— start of Data lines —

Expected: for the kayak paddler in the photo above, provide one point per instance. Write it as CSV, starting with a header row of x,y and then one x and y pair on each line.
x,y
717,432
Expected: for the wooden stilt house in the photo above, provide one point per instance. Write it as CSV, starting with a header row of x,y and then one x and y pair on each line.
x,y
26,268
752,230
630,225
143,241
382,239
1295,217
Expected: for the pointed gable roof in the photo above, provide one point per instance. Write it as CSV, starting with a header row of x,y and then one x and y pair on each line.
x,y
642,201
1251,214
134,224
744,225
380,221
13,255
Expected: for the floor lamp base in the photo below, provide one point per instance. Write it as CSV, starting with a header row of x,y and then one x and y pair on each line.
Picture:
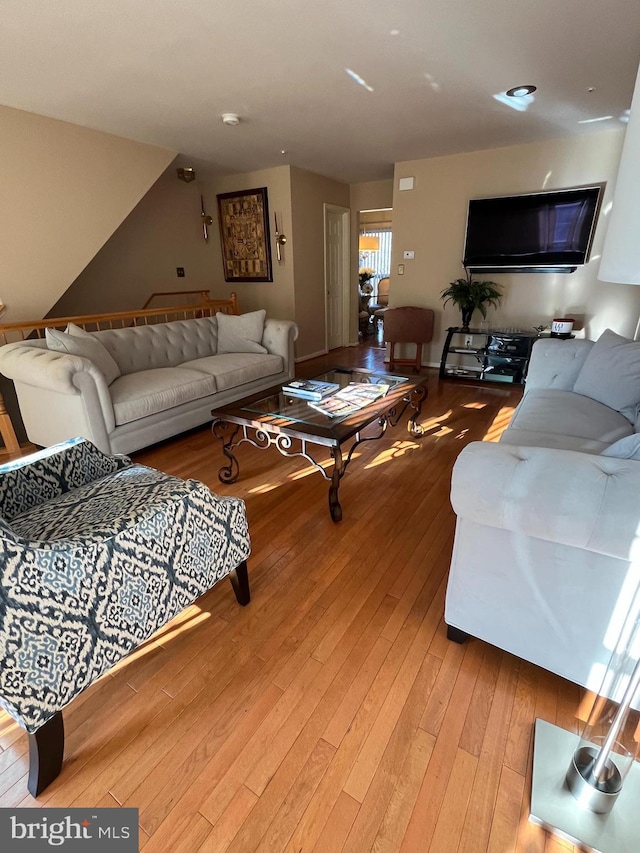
x,y
554,808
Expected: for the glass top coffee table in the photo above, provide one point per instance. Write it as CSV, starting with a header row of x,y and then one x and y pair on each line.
x,y
275,419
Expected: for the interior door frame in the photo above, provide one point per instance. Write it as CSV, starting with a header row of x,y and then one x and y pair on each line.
x,y
345,240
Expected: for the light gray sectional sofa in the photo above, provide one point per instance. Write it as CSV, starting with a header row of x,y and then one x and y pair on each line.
x,y
127,388
546,559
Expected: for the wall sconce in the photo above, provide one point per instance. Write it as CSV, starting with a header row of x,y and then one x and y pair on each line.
x,y
206,220
280,240
187,174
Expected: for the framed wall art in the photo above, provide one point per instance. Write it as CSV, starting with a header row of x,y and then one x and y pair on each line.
x,y
244,234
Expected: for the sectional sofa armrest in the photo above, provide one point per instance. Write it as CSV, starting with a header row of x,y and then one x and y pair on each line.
x,y
576,499
279,337
556,363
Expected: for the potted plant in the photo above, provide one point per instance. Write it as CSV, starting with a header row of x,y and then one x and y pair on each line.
x,y
469,293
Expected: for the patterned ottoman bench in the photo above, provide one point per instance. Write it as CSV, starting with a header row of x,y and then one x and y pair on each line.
x,y
96,554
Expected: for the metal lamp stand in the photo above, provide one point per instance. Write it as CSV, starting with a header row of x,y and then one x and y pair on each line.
x,y
554,807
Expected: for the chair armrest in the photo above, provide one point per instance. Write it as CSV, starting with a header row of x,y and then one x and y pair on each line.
x,y
563,496
35,479
115,570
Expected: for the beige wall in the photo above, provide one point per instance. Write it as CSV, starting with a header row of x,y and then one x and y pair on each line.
x,y
64,190
309,194
163,232
430,220
276,296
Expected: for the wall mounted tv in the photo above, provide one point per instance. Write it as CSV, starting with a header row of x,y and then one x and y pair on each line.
x,y
538,232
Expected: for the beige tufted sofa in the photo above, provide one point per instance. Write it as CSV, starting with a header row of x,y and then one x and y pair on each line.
x,y
169,378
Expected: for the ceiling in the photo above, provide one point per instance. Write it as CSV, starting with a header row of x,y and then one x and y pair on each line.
x,y
424,75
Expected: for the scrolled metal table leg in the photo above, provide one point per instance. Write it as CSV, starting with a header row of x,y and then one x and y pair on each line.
x,y
338,470
416,399
227,432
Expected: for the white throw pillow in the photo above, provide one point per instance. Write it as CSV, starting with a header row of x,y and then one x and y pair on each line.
x,y
86,346
241,332
625,448
611,374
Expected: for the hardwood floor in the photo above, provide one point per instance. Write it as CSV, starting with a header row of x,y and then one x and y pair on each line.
x,y
331,714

— end of Data lines —

-- Directions --
Copy all of the entries above word for word, and leave the pictures out of your copy.

-- Full output --
Expected: for the kayak paddler in the photo above, provide one point per instance. Write it as CSV, starting with a header row of x,y and then one x and y pair on each line.
x,y
717,432
Expected: for the wooden stilt house in the photo above, provide one point per instance. Write it as CSV, starting with a header row of x,y and then one x and y pair on each line.
x,y
26,268
752,230
630,225
143,241
382,239
1295,217
Expected: for the pointed gable roof in the photo above, provide one point per instance. Write it as CSV, starting with a header row of x,y and then one x and y pair on each line.
x,y
642,201
1251,214
134,224
744,225
380,221
13,255
Expected: for the floor lamp base in the photo below, provide one point per instance. Write it as CSV, starting with a header row of x,y and then one x and y pair on each line.
Picture:
x,y
554,808
Expected: for the glass top coffee table in the photo above, provide one point per instance. Write it as CSV, starting with a header row of x,y and then one x and y pair on each line.
x,y
275,419
Expected: for the interior door frame in the photo above, provide one point per instance. Write it as CSV, starting with a header row of x,y and then one x and y pair on each line.
x,y
345,240
Expected: for the light gray sectional sofa in the photo above, provide one point per instance. Write it as CSV, starting with a header row of x,y and then one x and y pair on each line.
x,y
127,388
546,559
Expected: for the wall sconce in the photo above, provide one point per instance. Write it as CSV, starting with a header row of x,y and then one x and y pair on each line.
x,y
206,220
280,240
187,174
Expected: for the framed wall art in the photo above, provide one point per instance. Write it as CSV, starting with a header row of x,y and then one x and y pair on each line.
x,y
244,234
Expected: for the sectional sofa armrest in the photo above, provide one point per instance. Write it as CSV, starting with a header row of x,y and then one x and y pair on each line.
x,y
576,499
279,337
556,363
Expected: for the potted plant in the photo above, provide one point per instance. Write it as CSV, starting with a header row of x,y and then one x and y pair on each line.
x,y
469,293
Expected: for the patterned ottoman bench in the photo above, provide one point per instance. Write it as CSV, starting with a header row of x,y and then one x and y pair on each line.
x,y
96,554
Expected: for the metal lamp stand in the photo above, provide one point per instance. Write it as CSV, starting with a header row of x,y and then one x and y pair on each line.
x,y
554,807
Expected: for the chair armrest in the photo above, provide one point per instance. Write it as CSV, starting with a header row of x,y and then one x and y pair on each line.
x,y
563,496
35,479
115,570
Expected: for the beige wall in the photo above, provide one point per instance. Write it as CSV, starting with a header row of x,y and then one x and y pair on each line.
x,y
64,190
309,194
163,232
430,220
276,296
Expected: for the wall mounted tv in the photo above, provide one point per instance. Write it as CSV, starting with a header row of x,y and then one x and y pair on each line.
x,y
538,232
Expected: for the beige tufted sofa in the photo above, provide one point per instance. Write it as CSV, starting with a header row of x,y and then one x and y pair on each line.
x,y
169,378
Expected: for the ceiling in the photo above, provide one point per instance. Write it as CSV, starting with a header row of x,y and then one x and y pair on each line.
x,y
424,75
Expected: for the scrolled metal table leg in the photo above, provide one point per instance. Write it as CSV, starting with a header row of x,y and then one x and y pair on each line.
x,y
338,470
416,399
227,432
Expected: for the white throw pillow in the photo above, provide one point per instance. Write it as CSV, starting with a header row of x,y and then one x and y pair on each line.
x,y
86,346
241,332
625,448
611,374
Expected: for the hardwood floor in the photo above, provide one point per instance. Write it as CSV, starting with a header row of x,y and then one x and y pair on each line.
x,y
331,714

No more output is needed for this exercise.